Assignment → An exact, complete copy of the entries that follow is needed.

Supplied material →
○ ○ ○

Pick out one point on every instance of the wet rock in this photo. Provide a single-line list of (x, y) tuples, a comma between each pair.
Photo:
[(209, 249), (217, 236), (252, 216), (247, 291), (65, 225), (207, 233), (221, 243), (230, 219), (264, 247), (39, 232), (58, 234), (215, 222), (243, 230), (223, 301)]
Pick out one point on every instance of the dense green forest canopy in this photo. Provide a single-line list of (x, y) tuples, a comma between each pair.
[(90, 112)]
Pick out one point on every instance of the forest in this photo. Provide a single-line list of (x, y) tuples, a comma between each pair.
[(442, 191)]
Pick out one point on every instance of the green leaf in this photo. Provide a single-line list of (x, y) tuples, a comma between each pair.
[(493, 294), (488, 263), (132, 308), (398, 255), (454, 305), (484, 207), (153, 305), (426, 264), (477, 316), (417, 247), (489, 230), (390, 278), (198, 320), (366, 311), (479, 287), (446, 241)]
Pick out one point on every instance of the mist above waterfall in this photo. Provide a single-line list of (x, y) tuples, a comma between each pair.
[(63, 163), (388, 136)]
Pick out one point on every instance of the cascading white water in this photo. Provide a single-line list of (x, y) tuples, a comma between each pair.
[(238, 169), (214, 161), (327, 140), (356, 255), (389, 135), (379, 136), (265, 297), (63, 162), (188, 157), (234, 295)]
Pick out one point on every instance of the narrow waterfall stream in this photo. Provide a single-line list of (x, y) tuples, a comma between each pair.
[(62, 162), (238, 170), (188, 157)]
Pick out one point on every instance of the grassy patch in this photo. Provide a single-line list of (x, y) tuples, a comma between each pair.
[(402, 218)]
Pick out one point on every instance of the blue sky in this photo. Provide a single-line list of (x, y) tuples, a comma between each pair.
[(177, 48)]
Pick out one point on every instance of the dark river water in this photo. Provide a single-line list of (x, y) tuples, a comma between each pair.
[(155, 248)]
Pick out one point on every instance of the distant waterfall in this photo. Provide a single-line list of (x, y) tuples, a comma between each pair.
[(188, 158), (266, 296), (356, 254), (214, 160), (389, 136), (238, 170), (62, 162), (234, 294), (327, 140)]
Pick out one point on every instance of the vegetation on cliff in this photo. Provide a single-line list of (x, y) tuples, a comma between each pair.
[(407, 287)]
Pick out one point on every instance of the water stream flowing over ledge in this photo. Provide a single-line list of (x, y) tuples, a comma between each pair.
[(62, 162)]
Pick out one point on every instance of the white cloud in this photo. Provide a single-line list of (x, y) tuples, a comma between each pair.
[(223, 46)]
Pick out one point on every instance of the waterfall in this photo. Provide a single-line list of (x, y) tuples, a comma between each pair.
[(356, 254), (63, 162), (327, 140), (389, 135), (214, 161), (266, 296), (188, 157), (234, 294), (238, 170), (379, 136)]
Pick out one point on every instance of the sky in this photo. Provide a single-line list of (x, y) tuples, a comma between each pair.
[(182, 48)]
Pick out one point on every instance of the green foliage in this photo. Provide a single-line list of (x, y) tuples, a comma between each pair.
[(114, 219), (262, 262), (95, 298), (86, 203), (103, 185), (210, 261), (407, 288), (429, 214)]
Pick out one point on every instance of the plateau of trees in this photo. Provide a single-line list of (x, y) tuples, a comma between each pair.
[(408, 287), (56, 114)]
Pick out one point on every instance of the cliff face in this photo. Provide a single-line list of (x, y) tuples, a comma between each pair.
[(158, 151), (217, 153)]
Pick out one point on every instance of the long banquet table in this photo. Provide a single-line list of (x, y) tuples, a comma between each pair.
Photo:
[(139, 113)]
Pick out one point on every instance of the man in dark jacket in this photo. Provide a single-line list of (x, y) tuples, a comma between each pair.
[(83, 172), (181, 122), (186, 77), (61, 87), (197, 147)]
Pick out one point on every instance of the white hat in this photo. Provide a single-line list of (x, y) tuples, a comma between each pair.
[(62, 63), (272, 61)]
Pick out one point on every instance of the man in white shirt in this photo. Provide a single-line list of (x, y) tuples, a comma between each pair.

○ ○ ○

Written response →
Pick out one point on every instance of the wet rock in this photo. Provide a single-line list of (x, y) tuples, a comma between each pair.
Photo:
[(209, 249), (217, 236), (252, 216), (247, 291), (65, 225), (207, 233), (221, 243), (230, 219), (264, 247), (39, 232), (58, 234), (215, 222), (243, 230), (223, 301)]
Pick out one point on every instance of the dense green forest canopy in this photo. Provide a single-line list of (x, y) tuples, a comma between each pair.
[(90, 112)]
Pick out one point on every instance of the forest in this photo. Provide a single-line list of (x, y) tuples, a comma between each pair.
[(442, 191)]
Pick out one point on every instance of the green leaf in this photo. Provide a single-line list of (x, y) tuples, a comma between each pair.
[(493, 294), (488, 263), (132, 308), (398, 255), (454, 305), (484, 207), (153, 305), (426, 264), (477, 316), (417, 247), (489, 230), (390, 278), (198, 320), (366, 311), (479, 287), (446, 241)]
Pick out one point on every instance of the mist above waterfall in this photo. Provide a single-line list of (x, y) tuples, a comma between each pair.
[(63, 163), (388, 136)]
Pick out one point on every instance of the cascading white water in this photo. Provide a single-line list of (x, y) tuples, a comma between each pair.
[(238, 169), (214, 161), (327, 140), (356, 255), (389, 135), (379, 136), (265, 297), (63, 162), (188, 157), (234, 295)]
Pick out one point on every instance of the narrow waterfall stream in this photo. Provide a single-line list of (x, y) tuples, a comma between each pair.
[(62, 162), (238, 170), (188, 157)]
Pick out one point on every instance of the grassy patch in this photo. Provide a single-line list of (x, y) tuples, a comma between each pair.
[(402, 218)]
Pick out one point on every instance of the blue sky in this photo. Provide a single-line list of (x, y) tuples, a comma between each pair.
[(177, 48)]
Pick out one point on every instance of the dark river water in this photo. Provide a single-line list of (x, y) tuples, a comma between each pair.
[(155, 248)]
Pick out one point on every instance of the distant waterfall in this photo. Provide a single-line list of (x, y) tuples, a comma between each pair.
[(188, 158), (266, 296), (356, 254), (214, 160), (389, 136), (238, 170), (62, 162), (234, 294), (327, 140)]
Pick out one point on every instance of the vegetation on cliff in this photo. Provide a single-line list of (x, y) tuples, a comma between each pair.
[(407, 287)]
Pick out one point on every instance of the water stream flowing over ledge in this photo. Provide a single-line list of (x, y) tuples, a comma between each pair.
[(62, 162)]
Pick out one point on every instance of the white cloud in this photo. Provide a single-line list of (x, y) tuples, a comma between each pair.
[(223, 46)]
Pick out one point on every instance of the waterfall in this photo. Provide a single-line list of (x, y) tuples, a comma between each pair.
[(356, 254), (63, 162), (327, 140), (389, 135), (214, 161), (266, 296), (188, 157), (234, 294), (238, 170), (379, 136)]
Pick out one point on every instance of the sky in this photo. Provide a single-line list of (x, y) tuples, a comma between each pair.
[(182, 48)]
Pick out one point on every instance of the green foliage in this photo. Provide a single-line list of (x, y) tuples, a comma between each pair.
[(114, 219), (262, 262), (95, 298), (86, 203), (103, 185), (210, 261), (407, 288), (429, 214)]
Pick out one point on every instance of the plateau of trees in this photo. Provide a single-line list of (x, y) tuples, a comma between each pair.
[(408, 287), (56, 114)]
Pick out one point on every instance of the cliff face in this photo. Provide a single-line list of (x, y) tuples, a comma between each pair.
[(158, 151), (217, 153)]
Pick out one point on every instance of the long banquet table in this photo. Provide a single-line list of (x, y) tuples, a comma between each pair.
Photo:
[(139, 113)]
Pick out one point on every instance of the man in dark jacket in this photo. Provide a single-line list of (x, y) tuples, a comma between each pair.
[(83, 172), (181, 122), (186, 77), (61, 87), (197, 147)]
Pick out one point on every instance of the white hat in this photo. Provide a single-line list of (x, y) tuples, a comma between each pair.
[(62, 63), (272, 61)]
Pick out one point on every instance of the man in white shirt in this photo. Provide a single-line list of (x, y) tuples, a comma between each pair.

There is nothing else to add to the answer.